Directives:
1. Answer these from the passage on Japanese characters below, one line each:
(a) What share of all characters might be keisei moji?
(b) Which newspaper has systematically applied simplification rules in its publications?
(c) How is the letter "K" pronounced in Japanese?
2. Turn the paragraph beginning "Both in China and in Japan" in the passage on Japanese characters below into a short bulleted list that keeps its main facts.
3. Reproduce the passage on Japanese characters below word for word, starting at "In Japan simplified" and ending at "of Chinese characters.".

— start Excerpt —

Most Japanese characters are made up of a part that has a relevant meaning for the character in question (the ‘signific’) and a part that has a relevant pronunciation (the ‘phonetic’). Characters that are made that way are called 形声文字 keisei moji in Japanese¹ and might account for as much as 90% of all the characters. In practice the percentage of 形声 keisei² characters that one encounters is less that 90% because some of those outside that group are more frequent. However, most characters do contain a phonetic element, and it turns out it is possible to fool around with these phonetics quite a bit.
Both in China and in Japan there have been attempts at simplifying characters, and especially the part that plays a phonetic role has been targeted for that purpose. The idea behind it is really simple: if the symbol that a given character uses as a phonetic is rather complicated, why not use another, simpler phonetic that has the same pronunciation? In fact this has been done for millennia, in both an ad hoc fashion and more systematic ways, and occasionally canonized by the authorities. After the second world war both in Japan and in the PRC a number of characters have been officially simplified using this method.
In Japan simplified forms are officially limited to characters that are taught in primary and secondary school, but the public is free to apply rules of simplification more broadly if they want to, and in fact Asahi Shimbun (a large newspaper) has done so in their publications systematically. But what I find really interesting is that new ways of simplifying characters keep on emerging spontaneously, and are not limited to using only the traditional forms and abbreviations of Chinese characters.
In Japan the Latin alphabet is used together with Chinese characters and the national syllabics scripts. Especially in abbreviations Latin characters are quite common, and get a pronunciation that is derived from English, but modified to suit the phonetic structure of Japanese. See for example OL ōeru, which is a common word for a female office worker (form English ‘office lady’) or GW jīdaburyū, which is an abbreviation for ゴールデンウイーク Gōruden Uīku (‘Golden Week’, a holliday period in Japan). The interesting thing is that in hand writing, the individual Latin letters can be used as substitutions for complex phonetic parts of characters just as traditional abbreviations. For example, 慶應 Keiō is the name of an educational institution. Since the Japanese pronunciation of ‘K’ is kei [ke:] the character 慶 can be simplified as 广 + K and likewise 應 can be simplified as 广 + O. If your browser supports it, that would look like: 广K广O.

— end Excerpt —
— start Given information —

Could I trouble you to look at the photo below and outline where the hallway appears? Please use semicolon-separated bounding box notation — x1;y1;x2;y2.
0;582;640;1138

— end Given information —

Responses by task:
1.
(a) As much as 90%.
(b) Asahi Shimbun.
(c) Kei [ke:].

2.
- China and Japan have both tried to simplify characters, mostly by targeting the phonetic part.
- The method replaces a complicated phonetic with a simpler one that has the same pronunciation.
- This has been done for millennia, both ad hoc and systematically, and the authorities have sometimes made it official.
- After World War II, Japan and the PRC officially simplified a number of characters this way.

3.
In Japan simplified forms are officially limited to characters that are taught in primary and secondary school, but the public is free to apply rules of simplification more broadly if they want to, and in fact Asahi Shimbun (a large newspaper) has done so in their publications systematically. But what I find really interesting is that new ways of simplifying characters keep on emerging spontaneously, and are not limited to using only the traditional forms and abbreviations of Chinese characters.